>> Start Document segment

3. BRIEF DESCRIPTION OF THE DRAWINGS

[0013] Other aspects and advantages of the invention will become apparent upon reading the following detailed description and upon reference to the drawings in which:

Figure 1 is a perspective view, partially broken away and partially in section, of the dual mode seeker of the invention;

Figure 2 is an elevation, sectional view of the seeker of Figure 1;

Figure 3 is an illustration of the mirror assembly of the seeker of Figures 1 and 2;

Figure 4 is a flow chart describing operations performed in accordance with the invention; and

Figure 5 is a second flow chart describing operations performed in accordance with the present invention.

4. DESCRIPTION OF ILLUSTRATIVE EMBODIMENTS

[0014] In the interest of clarity, not all features of actual implementation are described in this specification. It will of course be appreciated that in the development of any such actual implementation, as in any such project, numerous engineering decisions must be made to achieve the developer's specific goals and subgoals (e.g., compliance with existing systems- and-cost related constraints), which will vary from one implementation to another. Moreover, attention will necessarily be paid to proper engineering and implementation practices for the environment in question. It will be appreciated that such a development might be complex and time-consuming, but would nevertheless be a routine undertaking for those of ordinary skill in the field having the benefit of this disclosure.

[0015] Figure 1 illustrates a particular embodiment of the dual mode seeker 10 of the invention. The manner in which the seeker generates, transmits, and receives a LADAR scan pattern is fully disclosed and claimed in U.S. Letters Patent 5,200,606; 5,224,109; and 5,285,461. The SAL mode of the present invention is implemented with minimal addition of components to the LADAR seeker referenced above, thereby significantly reducing the cost of the dual mode system.

[0016] The seeker 10 of the invention includes a first optical assembly 12 configured to receive and detect electromagnetic radiation originating or proceeding from a source (not shown) independent and external of the seeker 10. For example, the first optical assembly 12 may receive light radiation emitted from a beacon or proceeding from a reflective surface of a vehicle or building. As discussed above, in typical SAL mode, the first optical assembly 12 generally receives laser radiation transmitted from an independent designator (not shown) and reflected from the target.

>> End Document segment
>> Start Information shown

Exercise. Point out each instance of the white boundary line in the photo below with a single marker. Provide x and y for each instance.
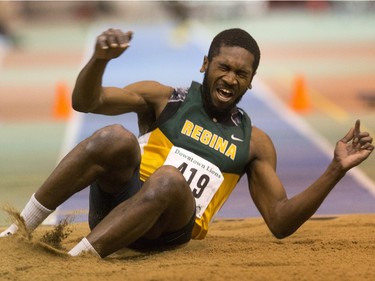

>> End Information shown

Task requirements: Carry on the patent description of the dual mode seeker from the point where it stops. The data above were taken from a different source than the text.

Answer for the task:
[0017] The first optical assembly 12 includes a receiver lens 14, a narrow band filter 16, for filtering out wavelengths of undesired light to reduce background interference, and a silicon p-intrinsic (PIN) quadrant detector 18. The seeker 10 of the invention includes a moveable high-speed scanning mirror 20 connected to a mirror shaft 21 (shown in Figure 3). The mirror shaft 21 is pivotally driven by a torque motor 22. An angle position sensing device 24 is also included to determine the angular position of the scanning mirror 20 as it pivots about the mirror shaft 21 axis.

[0018] Figure 2 illustrates a second optical assembly 26 housed in the seeker 10. The second optical assembly 26 includes a LADAR receiver 28 for receiving and detecting laser radiation. The present invention also includes its own laser light source 30 (shown in Figure 1), which emits the laser light energy employed for illuminating the target in the LADAR mode of operation.

[0019] The seeker 10 of the present invention may be used in the SAL or LADAR mode without compromising the performance of either mode. Turning to Figure 2, the seeker 10 is shown in the LADAR mode of operation. The dashed lines in Figure 2 represent the redirected laser radiation detected during the LADAR mode of operation.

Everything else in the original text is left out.